Natural-language object grounding data
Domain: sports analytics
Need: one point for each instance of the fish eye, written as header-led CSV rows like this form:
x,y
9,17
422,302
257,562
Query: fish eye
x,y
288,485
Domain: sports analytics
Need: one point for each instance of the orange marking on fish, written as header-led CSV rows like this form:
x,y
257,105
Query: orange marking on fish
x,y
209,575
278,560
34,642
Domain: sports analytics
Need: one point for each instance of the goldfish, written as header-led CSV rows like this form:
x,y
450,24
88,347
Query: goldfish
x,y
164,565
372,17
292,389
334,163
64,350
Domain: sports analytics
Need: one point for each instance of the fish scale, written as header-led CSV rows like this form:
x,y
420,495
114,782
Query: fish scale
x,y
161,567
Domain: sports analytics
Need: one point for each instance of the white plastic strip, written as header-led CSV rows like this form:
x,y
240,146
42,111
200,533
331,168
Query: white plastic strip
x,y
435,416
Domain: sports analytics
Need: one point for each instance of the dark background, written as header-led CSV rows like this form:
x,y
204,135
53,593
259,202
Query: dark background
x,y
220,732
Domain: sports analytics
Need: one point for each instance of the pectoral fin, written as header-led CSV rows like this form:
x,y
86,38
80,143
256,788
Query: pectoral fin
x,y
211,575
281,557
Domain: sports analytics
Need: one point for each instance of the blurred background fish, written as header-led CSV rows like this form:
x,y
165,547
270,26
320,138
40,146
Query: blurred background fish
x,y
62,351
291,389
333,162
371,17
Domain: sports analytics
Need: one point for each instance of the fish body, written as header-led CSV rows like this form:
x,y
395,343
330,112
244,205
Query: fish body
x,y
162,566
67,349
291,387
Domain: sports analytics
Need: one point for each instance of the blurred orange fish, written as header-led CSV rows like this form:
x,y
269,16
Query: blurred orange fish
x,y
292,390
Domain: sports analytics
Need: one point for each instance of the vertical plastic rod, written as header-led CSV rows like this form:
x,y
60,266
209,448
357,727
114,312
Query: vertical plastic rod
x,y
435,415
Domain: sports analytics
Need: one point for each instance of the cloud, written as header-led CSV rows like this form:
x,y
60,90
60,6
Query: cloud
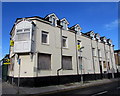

## Work order:
Make a word-for-word copy of the records above, excluding all pictures.

## Solved problem:
Domain: sports analytics
Need: one point for each instance of the fish eye, written as header-led CSV rows like this form:
x,y
9,17
422,302
257,562
Query: fish eye
x,y
288,485
Domain: sports analytics
Need: one point for each instance of the orange marking on fish, written as header-led CSV rows like this form:
x,y
257,105
Query: orange marking on fish
x,y
209,575
278,560
34,642
Domain: sports analytics
Need: one point for each instance of the goldfish, written as header-led CSV rows like this form:
x,y
450,24
88,347
Query: goldfish
x,y
164,565
372,17
292,389
334,163
64,350
Domain: sports analytics
Need: one point for each instance of the fish scale, written as header-led CSV rows like this form:
x,y
420,495
114,782
Query: fish scale
x,y
161,567
Domain: sports analytics
Need: one point for each instance of the white plastic strip, written as header-led CSV rows like this form:
x,y
240,146
42,111
200,533
331,168
Query: white plastic strip
x,y
435,416
Domain: sports analytics
Need: one point for each instance of the dark background, written as header-led CSV rows like this form:
x,y
204,135
53,593
259,202
Query: dark background
x,y
220,732
Domain: sports analytics
Need: one point for each instance of the pectoral fin, written as header-led CSV rows like this form:
x,y
86,38
80,143
256,788
Query: pectoral fin
x,y
211,575
281,557
Domain: sports analytics
Need: one point for each instance of the blurred background fish, written as header-led CSV rows like this form:
x,y
165,547
270,26
320,138
40,146
Query: blurred background fish
x,y
62,351
291,389
333,162
371,17
Domain: sports analytics
Need: one point for each instance of the fish body, written as header-led CSV rows like this form:
x,y
395,343
330,112
244,205
Query: fish body
x,y
162,566
67,349
291,387
Domain: sports analytics
Need: one point for each instance of the blurred orange fish, written as header-led CSV rows like this form:
x,y
269,16
Query: blurred orange fish
x,y
292,390
Domain: sports analytics
Need: one point for each instance of the vertical plastic rod, written as header-led CSV rows like this form:
x,y
60,266
209,448
357,727
114,312
Query: vertical plastic rod
x,y
435,415
Domain: sports analytics
Need: one point for each instance of the cloud, written as header-led CSV rows like this form:
x,y
60,90
60,6
Query: cloud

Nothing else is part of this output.